>> BEGIN Recorded information

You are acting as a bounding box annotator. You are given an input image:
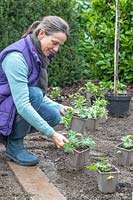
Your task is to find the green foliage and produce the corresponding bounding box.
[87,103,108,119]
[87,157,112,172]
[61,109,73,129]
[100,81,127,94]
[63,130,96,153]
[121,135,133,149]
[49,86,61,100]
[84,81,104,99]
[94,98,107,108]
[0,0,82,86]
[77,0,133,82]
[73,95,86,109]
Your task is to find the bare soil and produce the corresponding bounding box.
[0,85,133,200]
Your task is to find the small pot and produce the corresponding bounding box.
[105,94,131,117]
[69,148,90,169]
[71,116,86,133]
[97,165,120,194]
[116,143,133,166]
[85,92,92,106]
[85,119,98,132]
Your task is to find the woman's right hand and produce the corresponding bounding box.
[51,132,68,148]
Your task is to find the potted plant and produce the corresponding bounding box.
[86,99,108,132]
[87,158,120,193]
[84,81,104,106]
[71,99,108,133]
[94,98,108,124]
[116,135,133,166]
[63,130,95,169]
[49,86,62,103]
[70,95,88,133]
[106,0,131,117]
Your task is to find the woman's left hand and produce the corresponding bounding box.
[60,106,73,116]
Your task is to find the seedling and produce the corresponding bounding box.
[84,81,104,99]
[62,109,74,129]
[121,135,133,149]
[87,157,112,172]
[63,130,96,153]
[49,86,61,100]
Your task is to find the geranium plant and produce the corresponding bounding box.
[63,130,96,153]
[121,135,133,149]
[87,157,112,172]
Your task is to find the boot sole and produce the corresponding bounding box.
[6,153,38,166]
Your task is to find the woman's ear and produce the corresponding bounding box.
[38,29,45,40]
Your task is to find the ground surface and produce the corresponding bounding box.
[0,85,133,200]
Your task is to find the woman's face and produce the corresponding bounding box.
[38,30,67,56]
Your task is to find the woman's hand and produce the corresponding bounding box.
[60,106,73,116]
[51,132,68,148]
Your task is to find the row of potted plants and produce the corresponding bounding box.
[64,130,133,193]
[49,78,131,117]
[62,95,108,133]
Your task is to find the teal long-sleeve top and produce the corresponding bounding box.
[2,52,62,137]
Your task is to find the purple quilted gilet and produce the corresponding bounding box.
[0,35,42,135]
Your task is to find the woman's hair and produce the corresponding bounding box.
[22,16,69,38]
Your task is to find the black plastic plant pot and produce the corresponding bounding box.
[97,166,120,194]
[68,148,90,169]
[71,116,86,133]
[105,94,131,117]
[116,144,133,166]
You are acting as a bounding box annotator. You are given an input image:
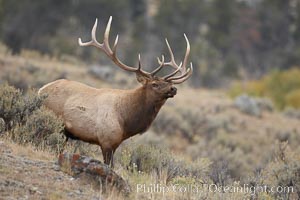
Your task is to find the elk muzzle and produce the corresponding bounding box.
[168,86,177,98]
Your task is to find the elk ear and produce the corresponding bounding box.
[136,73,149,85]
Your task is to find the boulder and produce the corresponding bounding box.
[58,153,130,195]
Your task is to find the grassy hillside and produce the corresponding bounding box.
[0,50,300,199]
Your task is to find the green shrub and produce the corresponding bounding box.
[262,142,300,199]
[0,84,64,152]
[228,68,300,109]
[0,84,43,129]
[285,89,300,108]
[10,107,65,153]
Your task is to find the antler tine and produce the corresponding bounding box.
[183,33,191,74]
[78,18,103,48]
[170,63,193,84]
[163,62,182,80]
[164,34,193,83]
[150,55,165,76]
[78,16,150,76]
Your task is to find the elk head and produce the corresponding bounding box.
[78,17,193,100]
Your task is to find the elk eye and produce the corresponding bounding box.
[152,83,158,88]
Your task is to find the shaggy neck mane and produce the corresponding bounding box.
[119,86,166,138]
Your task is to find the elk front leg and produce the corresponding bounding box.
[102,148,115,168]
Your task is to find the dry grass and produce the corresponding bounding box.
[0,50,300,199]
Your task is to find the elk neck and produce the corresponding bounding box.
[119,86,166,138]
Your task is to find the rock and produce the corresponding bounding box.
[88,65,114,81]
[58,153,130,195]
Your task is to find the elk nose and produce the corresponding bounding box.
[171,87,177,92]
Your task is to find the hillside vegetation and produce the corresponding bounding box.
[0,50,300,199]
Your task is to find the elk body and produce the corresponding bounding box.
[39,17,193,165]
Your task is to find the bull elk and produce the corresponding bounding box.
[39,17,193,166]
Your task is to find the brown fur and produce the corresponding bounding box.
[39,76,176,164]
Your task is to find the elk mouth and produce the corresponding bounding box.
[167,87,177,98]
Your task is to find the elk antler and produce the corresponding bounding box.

>> END Recorded information

Your goal: Begin at the line that has "Your task is to find the elk mouth" and stop at the end of the listing. Rewrite those lines, requests included, multiplying each bounding box coordinate by 1.35 and rounding it to a whole number, with halves rounded up.

Final result:
Your task is to find the elk mouth and produce the corresponding bounding box.
[225,117,239,132]
Your task is to find the elk antler and produce the corresponding bounding box.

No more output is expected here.